Implementing procmail filters on a sendmail 8.x.x gateway
  for outgoing email filtering

Karl Dunn <k.l.dunn@ieee.org>, 2001/September/29

With credit to John Hardin <jhardin@wolfenet.com> for a good start,
who in turn credits Joshua Marshall <marshallj@switch.aust.com>.

This method assumes that all outgoing mail will be directed to a host
referred to below as "outmail.mydomain.com" (the one that will do the
filtering), and that "outmail" directs all mail to the actual gateway for
your installation.  See the test environment diagram, below.  In sendmail
parlance, all your clients should have "outmail" as their SMART_HOST, and
"outmail" should have your real gateway as its SMART_HOST.

Set up "outmail" so it can run sendmail 8.x.x, and install the sendmail m4
configuration file tree.

Edit the -.mc file (see below) to suit your own domain.  Be sure to
preserve the tabs in the LOCAL_RULE_0 section at the end.  The file lies
between the cut marks.  The file is provided separately; it is presented
here in case it got lost.

This file was tested as is for RedHat Linux 6.2.  The test environment is
described below.  If you have some other OS, start with the generic -.mc
file for that OS, and edit that.

The important additions that make sendmail filter all outgoing mail
through procmail are the line that reads "MAILER(procmail)dnl" and all
those following that line through the end.

## [The tasks]
(a) Copy word for word the part of the sendmail filtering text starting at "This method assumes" and ending at "configuration file tree.".
(b) Decide whether each statement agrees with the sendmail filtering text, answering yes or no and quoting the words that decide it: (i) The -.mc file was tested as is for RedHat Linux 6.2. (ii) The tabs in the LOCAL_RULE_0 section may be replaced with spaces. (iii) Someone running a different OS should begin with the RedHat -.mc file.
The records are not needed for anything here.

## [Entries from a point-annotation set]
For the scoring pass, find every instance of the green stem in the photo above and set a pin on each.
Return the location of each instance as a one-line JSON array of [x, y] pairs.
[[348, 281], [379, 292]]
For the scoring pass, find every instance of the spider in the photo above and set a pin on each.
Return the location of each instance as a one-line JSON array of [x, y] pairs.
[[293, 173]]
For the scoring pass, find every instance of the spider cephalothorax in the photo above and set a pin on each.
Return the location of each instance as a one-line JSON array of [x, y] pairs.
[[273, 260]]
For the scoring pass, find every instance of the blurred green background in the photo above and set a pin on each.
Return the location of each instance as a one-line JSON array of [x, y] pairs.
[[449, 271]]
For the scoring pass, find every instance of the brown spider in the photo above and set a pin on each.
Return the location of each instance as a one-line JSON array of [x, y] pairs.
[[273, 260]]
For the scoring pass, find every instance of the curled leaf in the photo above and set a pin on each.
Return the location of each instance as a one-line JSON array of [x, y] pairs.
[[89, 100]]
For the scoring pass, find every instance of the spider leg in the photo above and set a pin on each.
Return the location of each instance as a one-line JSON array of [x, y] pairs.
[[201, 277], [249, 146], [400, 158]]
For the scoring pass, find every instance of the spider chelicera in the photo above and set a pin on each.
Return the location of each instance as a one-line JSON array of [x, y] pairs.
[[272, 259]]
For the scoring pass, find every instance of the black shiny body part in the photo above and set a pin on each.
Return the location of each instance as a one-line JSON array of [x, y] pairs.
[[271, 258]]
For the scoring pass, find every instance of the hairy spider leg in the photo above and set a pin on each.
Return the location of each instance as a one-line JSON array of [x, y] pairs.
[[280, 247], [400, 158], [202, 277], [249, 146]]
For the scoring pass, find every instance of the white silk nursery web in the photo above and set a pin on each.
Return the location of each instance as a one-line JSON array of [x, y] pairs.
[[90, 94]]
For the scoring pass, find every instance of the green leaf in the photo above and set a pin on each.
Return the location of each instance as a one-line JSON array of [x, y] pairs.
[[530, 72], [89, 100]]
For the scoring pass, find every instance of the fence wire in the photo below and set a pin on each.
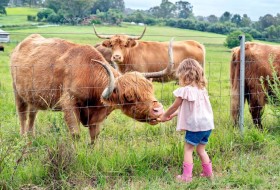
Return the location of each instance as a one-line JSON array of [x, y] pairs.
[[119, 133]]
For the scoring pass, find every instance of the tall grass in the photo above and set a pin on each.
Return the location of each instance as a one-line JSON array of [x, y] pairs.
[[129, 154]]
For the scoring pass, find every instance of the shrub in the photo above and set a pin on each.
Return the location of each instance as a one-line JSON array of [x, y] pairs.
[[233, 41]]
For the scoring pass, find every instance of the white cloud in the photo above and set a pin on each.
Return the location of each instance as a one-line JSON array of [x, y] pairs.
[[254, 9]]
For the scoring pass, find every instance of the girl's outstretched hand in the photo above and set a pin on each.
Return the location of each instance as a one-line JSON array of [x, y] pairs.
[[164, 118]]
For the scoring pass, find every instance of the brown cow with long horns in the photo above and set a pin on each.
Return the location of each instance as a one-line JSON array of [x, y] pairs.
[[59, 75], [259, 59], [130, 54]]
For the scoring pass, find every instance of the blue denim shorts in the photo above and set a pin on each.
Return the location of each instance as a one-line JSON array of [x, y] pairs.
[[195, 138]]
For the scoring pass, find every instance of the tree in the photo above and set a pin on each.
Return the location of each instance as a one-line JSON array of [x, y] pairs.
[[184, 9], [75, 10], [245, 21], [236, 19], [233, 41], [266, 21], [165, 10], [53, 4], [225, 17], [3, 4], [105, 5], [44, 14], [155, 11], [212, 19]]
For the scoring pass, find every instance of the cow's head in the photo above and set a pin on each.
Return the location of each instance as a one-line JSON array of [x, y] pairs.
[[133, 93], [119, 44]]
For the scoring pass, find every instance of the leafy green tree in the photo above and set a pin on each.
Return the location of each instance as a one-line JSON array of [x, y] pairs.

## [Answers to the exercises]
(a)
This method assumes that all outgoing mail will be directed to a host
referred to below as "outmail.mydomain.com" (the one that will do the
filtering), and that "outmail" directs all mail to the actual gateway for
your installation.  See the test environment diagram, below.  In sendmail
parlance, all your clients should have "outmail" as their SMART_HOST, and
"outmail" should have your real gateway as its SMART_HOST.

Set up "outmail" so it can run sendmail 8.x.x, and install the sendmail m4
configuration file tree.

(b)
(i) Yes: "This file was tested as is for RedHat Linux 6.2."
(ii) No: "Be sure to preserve the tabs in the LOCAL_RULE_0 section at the end."
(iii) No: "If you have some other OS, start with the generic -.mc file for that OS, and edit that."